▸ WORK ORDER:
When you reach the records below, output each one exactly.

▸ TASK MATERIAL:
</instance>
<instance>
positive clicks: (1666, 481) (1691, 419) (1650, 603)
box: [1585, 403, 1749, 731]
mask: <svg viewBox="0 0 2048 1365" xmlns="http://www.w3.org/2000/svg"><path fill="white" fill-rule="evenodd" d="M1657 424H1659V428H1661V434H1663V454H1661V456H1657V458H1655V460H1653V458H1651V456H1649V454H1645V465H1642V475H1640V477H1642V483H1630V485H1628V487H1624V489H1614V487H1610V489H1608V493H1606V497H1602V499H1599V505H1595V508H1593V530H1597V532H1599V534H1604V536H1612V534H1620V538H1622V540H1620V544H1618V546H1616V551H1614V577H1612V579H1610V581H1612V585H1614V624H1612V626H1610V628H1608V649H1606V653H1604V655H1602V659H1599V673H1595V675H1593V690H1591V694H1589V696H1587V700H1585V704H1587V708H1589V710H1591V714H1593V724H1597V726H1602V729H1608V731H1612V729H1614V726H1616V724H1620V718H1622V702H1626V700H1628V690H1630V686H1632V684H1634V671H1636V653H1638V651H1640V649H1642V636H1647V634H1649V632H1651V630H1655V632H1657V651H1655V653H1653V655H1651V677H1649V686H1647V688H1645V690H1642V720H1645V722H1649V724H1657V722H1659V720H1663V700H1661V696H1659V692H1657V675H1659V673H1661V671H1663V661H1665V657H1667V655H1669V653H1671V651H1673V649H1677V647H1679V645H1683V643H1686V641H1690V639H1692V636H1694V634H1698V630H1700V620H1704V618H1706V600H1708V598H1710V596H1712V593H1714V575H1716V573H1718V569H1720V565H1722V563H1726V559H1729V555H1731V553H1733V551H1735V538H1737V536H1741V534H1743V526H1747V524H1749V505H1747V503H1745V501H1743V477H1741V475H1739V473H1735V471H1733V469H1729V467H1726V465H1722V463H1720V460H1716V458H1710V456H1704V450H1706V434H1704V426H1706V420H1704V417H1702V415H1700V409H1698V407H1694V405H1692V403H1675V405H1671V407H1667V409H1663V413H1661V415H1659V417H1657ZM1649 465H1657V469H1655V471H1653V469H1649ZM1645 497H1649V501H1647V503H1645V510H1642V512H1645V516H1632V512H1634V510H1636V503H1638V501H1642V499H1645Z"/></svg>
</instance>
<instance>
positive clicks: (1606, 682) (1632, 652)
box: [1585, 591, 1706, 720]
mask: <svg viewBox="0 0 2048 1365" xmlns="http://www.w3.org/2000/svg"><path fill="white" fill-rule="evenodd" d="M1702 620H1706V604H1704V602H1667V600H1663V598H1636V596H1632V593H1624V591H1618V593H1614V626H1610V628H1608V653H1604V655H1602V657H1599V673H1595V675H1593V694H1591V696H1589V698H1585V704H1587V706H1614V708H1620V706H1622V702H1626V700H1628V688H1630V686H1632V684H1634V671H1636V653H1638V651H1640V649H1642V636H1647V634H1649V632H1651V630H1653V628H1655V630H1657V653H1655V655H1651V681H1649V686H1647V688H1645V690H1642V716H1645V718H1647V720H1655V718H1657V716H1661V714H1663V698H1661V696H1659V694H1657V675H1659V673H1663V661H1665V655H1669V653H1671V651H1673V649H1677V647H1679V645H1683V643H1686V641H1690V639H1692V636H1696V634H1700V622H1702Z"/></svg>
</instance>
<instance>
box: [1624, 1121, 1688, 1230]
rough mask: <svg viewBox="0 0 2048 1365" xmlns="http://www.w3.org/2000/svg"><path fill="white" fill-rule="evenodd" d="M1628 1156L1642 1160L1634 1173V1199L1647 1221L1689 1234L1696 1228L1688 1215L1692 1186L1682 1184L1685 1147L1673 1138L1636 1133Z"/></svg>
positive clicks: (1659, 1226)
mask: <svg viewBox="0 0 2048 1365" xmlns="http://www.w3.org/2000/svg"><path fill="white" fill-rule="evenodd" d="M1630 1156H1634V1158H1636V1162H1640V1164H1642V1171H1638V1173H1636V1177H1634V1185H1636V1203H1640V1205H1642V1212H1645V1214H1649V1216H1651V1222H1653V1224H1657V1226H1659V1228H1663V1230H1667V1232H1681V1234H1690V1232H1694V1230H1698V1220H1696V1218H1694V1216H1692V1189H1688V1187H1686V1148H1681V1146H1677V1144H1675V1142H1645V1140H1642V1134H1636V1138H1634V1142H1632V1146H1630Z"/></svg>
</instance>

▸ RESULT BELOW:
</instance>
<instance>
positive clicks: (1666, 481) (1691, 419) (1650, 603)
box: [1585, 403, 1749, 731]
mask: <svg viewBox="0 0 2048 1365" xmlns="http://www.w3.org/2000/svg"><path fill="white" fill-rule="evenodd" d="M1657 424H1659V428H1661V434H1663V454H1661V456H1657V458H1655V460H1653V458H1651V456H1649V454H1645V465H1642V475H1640V477H1642V483H1630V485H1628V487H1624V489H1614V487H1610V489H1608V493H1606V497H1602V499H1599V505H1595V508H1593V530H1597V532H1599V534H1604V536H1612V534H1620V538H1622V540H1620V544H1618V546H1616V551H1614V577H1612V579H1610V581H1612V585H1614V624H1612V626H1610V628H1608V649H1606V653H1604V655H1602V659H1599V673H1595V675H1593V690H1591V694H1589V696H1587V700H1585V704H1587V708H1589V710H1591V714H1593V724H1597V726H1602V729H1608V731H1612V729H1614V726H1616V724H1620V718H1622V702H1626V700H1628V690H1630V686H1632V684H1634V671H1636V653H1638V651H1640V649H1642V636H1647V634H1649V632H1651V630H1655V632H1657V651H1655V653H1653V655H1651V677H1649V686H1647V688H1645V690H1642V720H1645V722H1649V724H1657V722H1659V720H1663V700H1661V696H1659V692H1657V675H1659V673H1661V671H1663V661H1665V657H1667V655H1669V653H1671V651H1673V649H1677V647H1679V645H1683V643H1686V641H1690V639H1692V636H1694V634H1698V630H1700V620H1704V618H1706V600H1708V598H1710V596H1712V593H1714V575H1716V573H1718V569H1720V565H1722V563H1726V559H1729V555H1731V553H1733V551H1735V538H1737V536H1741V534H1743V526H1747V524H1749V505H1747V503H1745V501H1743V477H1741V475H1739V473H1735V471H1733V469H1729V467H1726V465H1722V463H1720V460H1716V458H1710V456H1704V450H1706V434H1704V426H1706V420H1704V417H1702V415H1700V409H1698V407H1694V405H1692V403H1675V405H1671V407H1667V409H1663V413H1661V415H1659V417H1657ZM1649 465H1657V469H1655V471H1653V469H1649ZM1645 497H1649V501H1647V503H1645V510H1642V512H1645V516H1632V512H1634V510H1636V503H1638V501H1642V499H1645Z"/></svg>
</instance>
<instance>
positive clicks: (1606, 682) (1632, 652)
box: [1585, 591, 1706, 720]
mask: <svg viewBox="0 0 2048 1365" xmlns="http://www.w3.org/2000/svg"><path fill="white" fill-rule="evenodd" d="M1702 620H1706V604H1704V602H1667V600H1663V598H1636V596H1632V593H1624V591H1618V593H1614V626H1610V628H1608V653H1604V655H1602V657H1599V673H1595V675H1593V694H1591V696H1589V698H1585V704H1587V706H1614V708H1620V706H1622V702H1626V700H1628V688H1630V686H1632V684H1634V671H1636V653H1638V651H1640V649H1642V636H1647V634H1649V632H1651V630H1653V628H1655V630H1657V653H1655V655H1651V681H1649V686H1647V688H1645V690H1642V716H1645V718H1647V720H1655V718H1657V716H1661V714H1663V698H1661V696H1659V694H1657V675H1659V673H1663V661H1665V655H1669V653H1671V651H1673V649H1677V647H1679V645H1683V643H1686V641H1690V639H1692V636H1696V634H1700V622H1702Z"/></svg>
</instance>
<instance>
box: [1624, 1121, 1688, 1230]
rough mask: <svg viewBox="0 0 2048 1365" xmlns="http://www.w3.org/2000/svg"><path fill="white" fill-rule="evenodd" d="M1628 1156L1642 1160L1634 1173V1199L1647 1221L1689 1234L1696 1228L1688 1215L1692 1186L1682 1184L1685 1147L1673 1138L1636 1133Z"/></svg>
positive clicks: (1659, 1226)
mask: <svg viewBox="0 0 2048 1365" xmlns="http://www.w3.org/2000/svg"><path fill="white" fill-rule="evenodd" d="M1630 1156H1634V1158H1636V1162H1640V1164H1642V1171H1638V1173H1636V1177H1634V1185H1636V1203H1640V1205H1642V1212H1645V1214H1649V1216H1651V1222H1653V1224H1657V1226H1659V1228H1663V1230H1667V1232H1681V1234H1690V1232H1694V1230H1698V1220H1696V1218H1694V1216H1692V1189H1688V1187H1686V1148H1681V1146H1677V1144H1675V1142H1645V1140H1642V1134H1636V1138H1634V1142H1632V1146H1630Z"/></svg>
</instance>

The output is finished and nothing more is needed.